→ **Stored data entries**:
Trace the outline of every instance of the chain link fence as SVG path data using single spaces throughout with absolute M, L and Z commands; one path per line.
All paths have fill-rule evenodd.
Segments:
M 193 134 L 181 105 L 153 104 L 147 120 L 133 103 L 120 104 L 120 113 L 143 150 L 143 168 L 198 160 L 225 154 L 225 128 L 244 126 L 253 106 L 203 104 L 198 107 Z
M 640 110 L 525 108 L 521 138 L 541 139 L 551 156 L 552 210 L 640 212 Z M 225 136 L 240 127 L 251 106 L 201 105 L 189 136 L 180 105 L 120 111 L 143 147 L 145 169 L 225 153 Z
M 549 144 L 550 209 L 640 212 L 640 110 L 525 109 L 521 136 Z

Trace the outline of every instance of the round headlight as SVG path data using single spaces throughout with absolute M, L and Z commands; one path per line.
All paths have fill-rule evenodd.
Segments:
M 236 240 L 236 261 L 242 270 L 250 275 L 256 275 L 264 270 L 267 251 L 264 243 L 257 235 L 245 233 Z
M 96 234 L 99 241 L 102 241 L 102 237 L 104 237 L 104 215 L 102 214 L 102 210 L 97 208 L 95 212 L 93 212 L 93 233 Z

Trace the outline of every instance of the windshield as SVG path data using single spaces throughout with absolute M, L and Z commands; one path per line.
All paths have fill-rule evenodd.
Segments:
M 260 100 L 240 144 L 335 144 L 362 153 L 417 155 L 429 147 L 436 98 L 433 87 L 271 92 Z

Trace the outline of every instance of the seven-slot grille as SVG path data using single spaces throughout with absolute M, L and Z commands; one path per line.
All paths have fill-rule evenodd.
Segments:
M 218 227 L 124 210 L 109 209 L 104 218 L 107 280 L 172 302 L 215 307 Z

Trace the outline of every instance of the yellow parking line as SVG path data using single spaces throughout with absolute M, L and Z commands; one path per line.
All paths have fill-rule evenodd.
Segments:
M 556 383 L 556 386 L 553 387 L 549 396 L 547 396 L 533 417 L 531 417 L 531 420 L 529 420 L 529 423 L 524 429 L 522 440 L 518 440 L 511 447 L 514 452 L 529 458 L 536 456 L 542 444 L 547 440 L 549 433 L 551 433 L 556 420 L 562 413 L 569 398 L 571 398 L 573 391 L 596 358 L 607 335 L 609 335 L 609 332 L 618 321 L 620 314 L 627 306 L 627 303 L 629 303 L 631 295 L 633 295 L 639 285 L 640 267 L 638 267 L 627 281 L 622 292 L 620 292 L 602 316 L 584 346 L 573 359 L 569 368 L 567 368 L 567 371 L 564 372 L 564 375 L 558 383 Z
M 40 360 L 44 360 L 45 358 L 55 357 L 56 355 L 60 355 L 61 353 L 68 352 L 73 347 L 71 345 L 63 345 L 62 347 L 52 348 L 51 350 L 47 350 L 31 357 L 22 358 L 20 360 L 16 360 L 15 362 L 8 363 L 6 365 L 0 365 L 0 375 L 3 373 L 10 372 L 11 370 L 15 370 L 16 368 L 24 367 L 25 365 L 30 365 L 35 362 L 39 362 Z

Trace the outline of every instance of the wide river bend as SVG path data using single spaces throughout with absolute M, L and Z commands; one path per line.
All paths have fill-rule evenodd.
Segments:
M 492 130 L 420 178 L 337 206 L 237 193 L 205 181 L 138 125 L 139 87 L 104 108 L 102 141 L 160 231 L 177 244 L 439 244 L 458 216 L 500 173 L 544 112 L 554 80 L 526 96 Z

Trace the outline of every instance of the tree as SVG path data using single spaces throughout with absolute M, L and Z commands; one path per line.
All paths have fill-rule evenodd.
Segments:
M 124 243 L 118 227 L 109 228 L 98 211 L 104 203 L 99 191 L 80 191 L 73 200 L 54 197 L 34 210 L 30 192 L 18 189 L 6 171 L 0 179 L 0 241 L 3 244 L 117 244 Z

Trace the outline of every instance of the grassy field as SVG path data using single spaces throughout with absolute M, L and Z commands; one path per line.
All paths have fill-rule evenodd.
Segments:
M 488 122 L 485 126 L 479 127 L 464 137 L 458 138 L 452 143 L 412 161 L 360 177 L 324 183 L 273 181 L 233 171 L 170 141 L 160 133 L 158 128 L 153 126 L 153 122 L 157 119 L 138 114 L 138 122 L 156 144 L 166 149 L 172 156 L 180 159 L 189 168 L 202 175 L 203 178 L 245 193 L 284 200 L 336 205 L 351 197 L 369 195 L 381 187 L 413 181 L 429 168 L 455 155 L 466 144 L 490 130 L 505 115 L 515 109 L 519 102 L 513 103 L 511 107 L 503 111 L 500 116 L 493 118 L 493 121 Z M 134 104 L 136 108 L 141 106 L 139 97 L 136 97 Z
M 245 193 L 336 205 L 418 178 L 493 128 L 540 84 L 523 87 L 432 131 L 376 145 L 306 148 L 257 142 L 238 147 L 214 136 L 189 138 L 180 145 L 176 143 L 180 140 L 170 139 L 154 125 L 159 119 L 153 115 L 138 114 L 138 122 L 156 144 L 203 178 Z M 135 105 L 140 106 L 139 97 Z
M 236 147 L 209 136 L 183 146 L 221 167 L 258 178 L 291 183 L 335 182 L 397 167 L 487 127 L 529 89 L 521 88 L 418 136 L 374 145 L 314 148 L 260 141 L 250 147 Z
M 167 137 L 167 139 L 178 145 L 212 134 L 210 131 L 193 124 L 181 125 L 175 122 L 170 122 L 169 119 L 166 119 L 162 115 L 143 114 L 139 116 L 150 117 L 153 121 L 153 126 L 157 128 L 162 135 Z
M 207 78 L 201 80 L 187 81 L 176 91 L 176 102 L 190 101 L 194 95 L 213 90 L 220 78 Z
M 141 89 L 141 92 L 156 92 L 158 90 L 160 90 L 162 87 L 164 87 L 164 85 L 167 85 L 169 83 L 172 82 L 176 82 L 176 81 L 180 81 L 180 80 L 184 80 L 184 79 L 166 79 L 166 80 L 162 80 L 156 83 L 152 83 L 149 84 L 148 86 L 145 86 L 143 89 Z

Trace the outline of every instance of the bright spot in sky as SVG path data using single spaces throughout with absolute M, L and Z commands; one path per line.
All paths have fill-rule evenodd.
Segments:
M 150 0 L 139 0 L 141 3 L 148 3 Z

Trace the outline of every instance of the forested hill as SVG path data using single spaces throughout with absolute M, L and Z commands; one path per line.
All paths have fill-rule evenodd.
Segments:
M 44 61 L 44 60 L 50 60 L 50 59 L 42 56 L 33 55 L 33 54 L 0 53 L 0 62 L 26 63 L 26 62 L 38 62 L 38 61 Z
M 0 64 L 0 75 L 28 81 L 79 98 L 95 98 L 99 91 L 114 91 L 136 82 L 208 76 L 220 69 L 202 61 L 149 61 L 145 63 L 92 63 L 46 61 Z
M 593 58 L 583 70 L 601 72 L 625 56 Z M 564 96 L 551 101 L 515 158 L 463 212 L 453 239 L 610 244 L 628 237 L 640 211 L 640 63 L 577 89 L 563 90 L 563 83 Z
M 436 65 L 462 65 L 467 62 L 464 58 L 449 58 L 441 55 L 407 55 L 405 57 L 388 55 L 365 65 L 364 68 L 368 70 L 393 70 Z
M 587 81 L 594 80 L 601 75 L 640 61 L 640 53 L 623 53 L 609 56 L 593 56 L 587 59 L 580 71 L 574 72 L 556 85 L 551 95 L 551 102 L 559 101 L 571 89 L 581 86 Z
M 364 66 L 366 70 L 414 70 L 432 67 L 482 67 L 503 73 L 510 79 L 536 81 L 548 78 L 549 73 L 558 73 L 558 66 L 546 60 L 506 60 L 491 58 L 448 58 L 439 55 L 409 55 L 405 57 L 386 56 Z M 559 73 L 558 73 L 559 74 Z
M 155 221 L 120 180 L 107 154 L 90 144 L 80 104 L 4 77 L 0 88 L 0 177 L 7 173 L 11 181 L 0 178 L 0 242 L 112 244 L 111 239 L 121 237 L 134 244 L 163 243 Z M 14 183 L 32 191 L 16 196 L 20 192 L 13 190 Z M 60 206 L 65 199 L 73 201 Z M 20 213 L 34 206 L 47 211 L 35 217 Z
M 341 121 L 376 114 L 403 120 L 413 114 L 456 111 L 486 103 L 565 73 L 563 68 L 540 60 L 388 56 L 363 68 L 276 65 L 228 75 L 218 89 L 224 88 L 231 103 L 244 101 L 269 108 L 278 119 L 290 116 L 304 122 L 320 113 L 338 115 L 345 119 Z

→ **WORK ITEM**:
The exercise is to copy out every line above that has the word "spaces" in it.

→ **OUTPUT FOR THIS TASK**:
Trace the outline of every instance of the chain link fence as SVG path data using single spaces throughout with absolute M, L and Z commands; one path per line.
Trace the outline of every instance of the round headlight as SVG path data using single spaces throughout with absolute M, L and Z commands; one path per line.
Trace the outline of every instance of the windshield as SVG path data using single spaces throughout with absolute M, L and Z commands; one path per line.
Trace the outline of every instance of the seven-slot grille as SVG path data using single spaces throughout with absolute M, L and Z commands; one path per line.
Trace the outline of every instance of the yellow parking line as SVG path data using single spaces throughout with absolute M, L and Z commands; one path per line.
Trace the outline of every instance of the wide river bend as SVG path data using single spaces throughout with absolute M, L and Z commands; one path per line.
Trace the outline of every instance of the tree as SVG path data using single spaces throughout with absolute M, L and Z commands; one path per line.
Trace the outline of every instance of the grassy field as SVG path data using single spaces throughout with absolute M, L and Z commands; one path per line.
Trace the outline of every instance of the bright spot in sky as SVG path data using single spaces throughout with absolute M, L and Z commands; one path per line.
Trace the outline of every instance of the forested hill as SVG path data using single spaces throughout with absolute M, L and Z commands; one path per line.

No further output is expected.